__Exercise__: Return all the entries. Match them word for word.

__Material supplied__:
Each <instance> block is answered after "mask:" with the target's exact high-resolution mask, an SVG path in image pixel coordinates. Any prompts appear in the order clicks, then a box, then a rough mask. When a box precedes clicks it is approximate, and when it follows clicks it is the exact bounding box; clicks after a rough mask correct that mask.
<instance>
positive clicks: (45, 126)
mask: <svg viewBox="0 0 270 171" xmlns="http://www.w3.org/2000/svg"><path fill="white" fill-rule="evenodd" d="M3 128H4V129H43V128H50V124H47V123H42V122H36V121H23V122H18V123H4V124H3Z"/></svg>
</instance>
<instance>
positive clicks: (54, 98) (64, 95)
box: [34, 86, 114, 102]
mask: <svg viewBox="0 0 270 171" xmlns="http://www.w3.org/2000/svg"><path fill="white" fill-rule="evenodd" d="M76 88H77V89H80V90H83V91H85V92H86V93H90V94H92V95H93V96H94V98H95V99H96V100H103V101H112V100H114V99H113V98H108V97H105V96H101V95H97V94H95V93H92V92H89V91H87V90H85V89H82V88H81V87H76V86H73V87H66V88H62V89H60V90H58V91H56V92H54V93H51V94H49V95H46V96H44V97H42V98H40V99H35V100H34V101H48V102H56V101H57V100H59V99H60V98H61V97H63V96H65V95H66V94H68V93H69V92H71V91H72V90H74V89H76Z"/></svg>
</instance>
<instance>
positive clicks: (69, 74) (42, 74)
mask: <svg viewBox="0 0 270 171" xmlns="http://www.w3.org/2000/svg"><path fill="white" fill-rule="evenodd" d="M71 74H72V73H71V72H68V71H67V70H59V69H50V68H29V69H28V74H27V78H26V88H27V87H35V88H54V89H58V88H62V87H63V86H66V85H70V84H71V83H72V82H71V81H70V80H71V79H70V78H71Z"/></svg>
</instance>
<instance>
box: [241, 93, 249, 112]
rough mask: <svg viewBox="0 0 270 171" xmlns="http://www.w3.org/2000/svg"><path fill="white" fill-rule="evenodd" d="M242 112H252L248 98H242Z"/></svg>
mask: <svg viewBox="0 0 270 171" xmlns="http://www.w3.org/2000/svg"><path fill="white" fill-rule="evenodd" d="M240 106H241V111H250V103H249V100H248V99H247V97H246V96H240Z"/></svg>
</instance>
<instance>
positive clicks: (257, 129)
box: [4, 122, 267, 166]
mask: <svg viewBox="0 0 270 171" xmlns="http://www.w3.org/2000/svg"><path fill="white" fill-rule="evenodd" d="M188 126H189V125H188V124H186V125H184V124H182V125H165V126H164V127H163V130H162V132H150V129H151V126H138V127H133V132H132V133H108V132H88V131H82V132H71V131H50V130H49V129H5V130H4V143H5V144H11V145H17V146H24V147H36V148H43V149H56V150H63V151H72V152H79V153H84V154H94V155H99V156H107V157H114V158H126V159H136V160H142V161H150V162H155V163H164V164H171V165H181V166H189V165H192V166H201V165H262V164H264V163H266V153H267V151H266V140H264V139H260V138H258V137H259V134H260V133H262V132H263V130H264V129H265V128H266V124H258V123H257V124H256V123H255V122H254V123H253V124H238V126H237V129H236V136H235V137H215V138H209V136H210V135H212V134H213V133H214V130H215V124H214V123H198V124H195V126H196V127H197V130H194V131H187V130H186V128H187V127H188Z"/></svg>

__Reply to the task__:
Each <instance> block is answered after "mask:" with the target's exact high-resolution mask, an SVG path in image pixel coordinates. Any prompts appear in the order clicks, then a box, then a rough mask. When a box precedes clicks it is approximate, and when it follows clicks it is the exact bounding box; clicks after a rough mask correct that mask.
<instance>
positive clicks: (45, 126)
mask: <svg viewBox="0 0 270 171" xmlns="http://www.w3.org/2000/svg"><path fill="white" fill-rule="evenodd" d="M3 128H4V129H43V128H50V124H47V123H42V122H36V121H23V122H18V123H4V124H3Z"/></svg>
</instance>
<instance>
positive clicks: (54, 98) (64, 95)
box: [34, 86, 114, 102]
mask: <svg viewBox="0 0 270 171" xmlns="http://www.w3.org/2000/svg"><path fill="white" fill-rule="evenodd" d="M76 88H77V89H80V90H83V91H85V92H86V93H90V94H92V95H93V96H94V98H95V99H96V100H103V101H112V100H114V99H113V98H108V97H105V96H101V95H97V94H95V93H92V92H89V91H87V90H85V89H82V88H81V87H76V86H73V87H66V88H62V89H60V90H58V91H56V92H54V93H51V94H49V95H46V96H44V97H42V98H40V99H35V100H34V101H48V102H56V101H57V100H59V99H60V98H61V97H63V96H65V95H66V94H68V93H69V92H71V91H72V90H74V89H76Z"/></svg>
</instance>
<instance>
positive clicks: (69, 74) (42, 74)
mask: <svg viewBox="0 0 270 171" xmlns="http://www.w3.org/2000/svg"><path fill="white" fill-rule="evenodd" d="M71 74H72V73H71V72H68V71H67V70H59V69H50V68H29V69H28V74H27V78H26V88H27V87H35V88H54V89H58V88H62V87H63V86H66V85H70V84H71V83H72V82H71V81H70V80H71V79H70V78H71Z"/></svg>
</instance>
<instance>
box: [241, 93, 249, 112]
rough mask: <svg viewBox="0 0 270 171" xmlns="http://www.w3.org/2000/svg"><path fill="white" fill-rule="evenodd" d="M242 112H252L248 98H242Z"/></svg>
mask: <svg viewBox="0 0 270 171" xmlns="http://www.w3.org/2000/svg"><path fill="white" fill-rule="evenodd" d="M240 106H241V111H250V103H249V100H248V99H247V97H246V96H240Z"/></svg>
</instance>
<instance>
positive clicks: (257, 129)
box: [4, 122, 267, 166]
mask: <svg viewBox="0 0 270 171" xmlns="http://www.w3.org/2000/svg"><path fill="white" fill-rule="evenodd" d="M188 126H189V125H188V124H186V125H184V124H182V125H165V126H164V127H163V130H162V132H150V129H151V126H138V127H133V132H132V133H108V132H88V131H82V132H71V131H50V130H49V129H5V130H4V143H5V144H11V145H17V146H24V147H36V148H43V149H56V150H63V151H72V152H79V153H84V154H94V155H99V156H107V157H114V158H126V159H136V160H142V161H150V162H155V163H164V164H171V165H181V166H189V165H192V166H201V165H262V164H264V163H266V153H267V151H266V140H264V139H260V138H258V137H259V134H260V133H262V132H263V130H264V129H265V128H266V124H258V123H257V124H256V123H255V122H254V123H253V124H238V126H237V129H236V136H235V137H215V138H209V136H210V135H212V134H213V133H214V130H215V124H214V123H198V124H195V126H196V127H197V130H194V131H187V130H186V128H187V127H188Z"/></svg>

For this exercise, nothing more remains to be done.